Are these the rocks your stakeholders need? Image courtesy of Alicia Dudek

The Parable of the Rock Project: Why Data Scientists Need Ethnographic Skills

Special thanks to Richard Beckwith, who first warned me about Rock Projects.

Are these the rocks your stakeholders need? Image courtesy of Alicia Dudek

Are these the rocks your stakeholders need? Image courtesy of Alicia Dudek

“Bring me a rock,” the stakeholder says. “I’ve spent a lot of money on this great big mountain, and I need you to bring me a rock from this mountain that makes the expense worthwhile.”

“Okay, a rock. Gotcha,” the analyst says. “A rock I can do. I am all about rocks. What kind of rock are you looking for?”

“Oh, I don’t know,” the stakeholder responds. “A rock. A rock that will change the way we see things. An Important Rock.”

“Important rock. Check. Coming right up,” the analyst agrees.

The analyst goes off to the mountain. She hammers at it and bashes it with a pickax and washes away dust and gravel until finally she finds it–an Important Rock. Delighted, she picks up the Important Rock and races down the mountain to show the stakeholder.

# [Exercise requirements]
**1.** In the rock parable text, who is credited with first warning the writer about Rock Projects?
**2.** Write the next part of the rock parable text, picking up right after the analyst races down the mountain.

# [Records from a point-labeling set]
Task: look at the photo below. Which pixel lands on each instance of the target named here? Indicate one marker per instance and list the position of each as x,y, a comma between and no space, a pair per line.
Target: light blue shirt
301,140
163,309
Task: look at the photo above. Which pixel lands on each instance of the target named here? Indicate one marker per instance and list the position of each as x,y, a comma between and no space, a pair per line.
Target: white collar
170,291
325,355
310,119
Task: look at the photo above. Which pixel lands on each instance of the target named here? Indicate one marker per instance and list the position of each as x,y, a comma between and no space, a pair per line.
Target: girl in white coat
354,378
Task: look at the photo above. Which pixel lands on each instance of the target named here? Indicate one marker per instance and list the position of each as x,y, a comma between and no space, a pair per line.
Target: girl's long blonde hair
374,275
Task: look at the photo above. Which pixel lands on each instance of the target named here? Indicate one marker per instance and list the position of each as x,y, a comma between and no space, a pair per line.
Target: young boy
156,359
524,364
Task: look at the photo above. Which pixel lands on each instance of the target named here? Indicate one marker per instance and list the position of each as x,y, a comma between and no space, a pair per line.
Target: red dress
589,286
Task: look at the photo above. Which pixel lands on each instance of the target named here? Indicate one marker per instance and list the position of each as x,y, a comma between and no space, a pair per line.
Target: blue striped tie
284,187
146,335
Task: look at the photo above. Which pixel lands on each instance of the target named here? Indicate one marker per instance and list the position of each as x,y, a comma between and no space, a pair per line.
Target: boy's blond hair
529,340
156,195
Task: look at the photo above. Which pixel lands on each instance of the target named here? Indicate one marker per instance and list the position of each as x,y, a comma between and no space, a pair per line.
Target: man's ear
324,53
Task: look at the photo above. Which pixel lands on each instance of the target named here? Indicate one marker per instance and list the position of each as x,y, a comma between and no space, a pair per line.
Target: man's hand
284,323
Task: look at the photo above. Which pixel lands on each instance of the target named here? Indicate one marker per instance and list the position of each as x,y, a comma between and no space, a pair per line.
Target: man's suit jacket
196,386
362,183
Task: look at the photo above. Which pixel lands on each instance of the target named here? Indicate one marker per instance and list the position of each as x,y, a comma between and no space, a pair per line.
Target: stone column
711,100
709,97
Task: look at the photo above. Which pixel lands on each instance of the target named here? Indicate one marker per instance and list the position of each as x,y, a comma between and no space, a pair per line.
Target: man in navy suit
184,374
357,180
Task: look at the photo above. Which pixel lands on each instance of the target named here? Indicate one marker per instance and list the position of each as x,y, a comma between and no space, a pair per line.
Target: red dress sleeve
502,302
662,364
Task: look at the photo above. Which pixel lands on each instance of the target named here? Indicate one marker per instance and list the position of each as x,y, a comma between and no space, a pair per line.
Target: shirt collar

# [In response]
**1.** Richard Beckwith

**2.**
“I’m back!” the analyst cries. “I’ve returned from the mountain with an Important Rock, just like you asked for!”

The stakeholder takes the rock and inspects it.

“We can do a lot of great and interesting things with this Important Rock,” the analyst continues. “Don’t you think it’s a good one?”

“Well,” the stakeholder turns the rock over in her hands. “I’m not sure. It’s just… It’s not quite what I have in mind. It may be that this is an Important Rock, but I think I would like a different rock. Could you go back to the mountain and bring me another one?”

“Of course, I can do that right away,” the analyst agrees, eager to please. “Could you tell me a bit more about the rock you want? Are we talking a sedimentary rock? Metamorphic? Maybe a crystal?”

“Oh, you know, I’m not exactly sure. But I know you’ll find it. I bought this whole mountain, after all.”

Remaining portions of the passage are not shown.